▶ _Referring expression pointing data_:
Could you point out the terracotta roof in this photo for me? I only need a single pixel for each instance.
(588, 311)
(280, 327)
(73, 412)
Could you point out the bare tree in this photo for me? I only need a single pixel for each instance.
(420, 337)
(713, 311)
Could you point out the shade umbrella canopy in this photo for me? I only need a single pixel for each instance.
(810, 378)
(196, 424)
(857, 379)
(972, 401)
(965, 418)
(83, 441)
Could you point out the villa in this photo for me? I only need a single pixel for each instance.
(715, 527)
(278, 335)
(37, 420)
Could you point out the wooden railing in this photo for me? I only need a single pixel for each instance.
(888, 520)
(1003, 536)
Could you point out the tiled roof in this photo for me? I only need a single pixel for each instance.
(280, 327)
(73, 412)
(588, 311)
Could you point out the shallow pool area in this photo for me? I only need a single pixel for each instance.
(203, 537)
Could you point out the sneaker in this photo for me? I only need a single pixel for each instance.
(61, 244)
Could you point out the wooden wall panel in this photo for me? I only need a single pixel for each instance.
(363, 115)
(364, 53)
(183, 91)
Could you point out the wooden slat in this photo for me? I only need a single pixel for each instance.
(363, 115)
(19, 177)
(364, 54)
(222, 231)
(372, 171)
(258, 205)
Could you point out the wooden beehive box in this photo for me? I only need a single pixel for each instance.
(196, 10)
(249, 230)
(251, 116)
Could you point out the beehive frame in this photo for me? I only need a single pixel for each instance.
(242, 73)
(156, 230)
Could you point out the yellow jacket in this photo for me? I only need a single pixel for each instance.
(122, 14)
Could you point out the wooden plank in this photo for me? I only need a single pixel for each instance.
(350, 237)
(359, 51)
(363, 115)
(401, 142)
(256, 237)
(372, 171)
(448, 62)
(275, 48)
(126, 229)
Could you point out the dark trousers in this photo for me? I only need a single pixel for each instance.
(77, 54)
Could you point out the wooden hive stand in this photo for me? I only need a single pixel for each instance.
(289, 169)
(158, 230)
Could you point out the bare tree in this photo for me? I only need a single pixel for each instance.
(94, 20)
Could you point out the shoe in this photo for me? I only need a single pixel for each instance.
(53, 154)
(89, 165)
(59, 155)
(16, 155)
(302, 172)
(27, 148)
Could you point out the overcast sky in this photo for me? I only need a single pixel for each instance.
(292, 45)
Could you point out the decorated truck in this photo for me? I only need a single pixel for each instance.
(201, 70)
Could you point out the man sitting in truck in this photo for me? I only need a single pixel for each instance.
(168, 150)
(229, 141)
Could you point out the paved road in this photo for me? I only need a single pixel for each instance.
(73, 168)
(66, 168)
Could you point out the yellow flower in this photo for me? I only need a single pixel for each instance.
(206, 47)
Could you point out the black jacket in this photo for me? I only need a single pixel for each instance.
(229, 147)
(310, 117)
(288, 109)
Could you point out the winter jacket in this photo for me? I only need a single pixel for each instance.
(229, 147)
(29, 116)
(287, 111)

▶ _Try it_:
Nothing but the lines from the one holding "Could you point out the yellow flower" to the end of the entries should be output, each exactly as it appears.

▶ _Your solution_:
Could you point out the yellow flower in this photo for me? I only need a single pixel for each instance.
(206, 47)
Could you point out the black jacket in this photo for me? I only need a single pixel for each instance.
(229, 147)
(310, 117)
(288, 109)
Could you point out the winter jacket in this photo for me? I only need a single pixel for each instance.
(229, 147)
(29, 116)
(287, 111)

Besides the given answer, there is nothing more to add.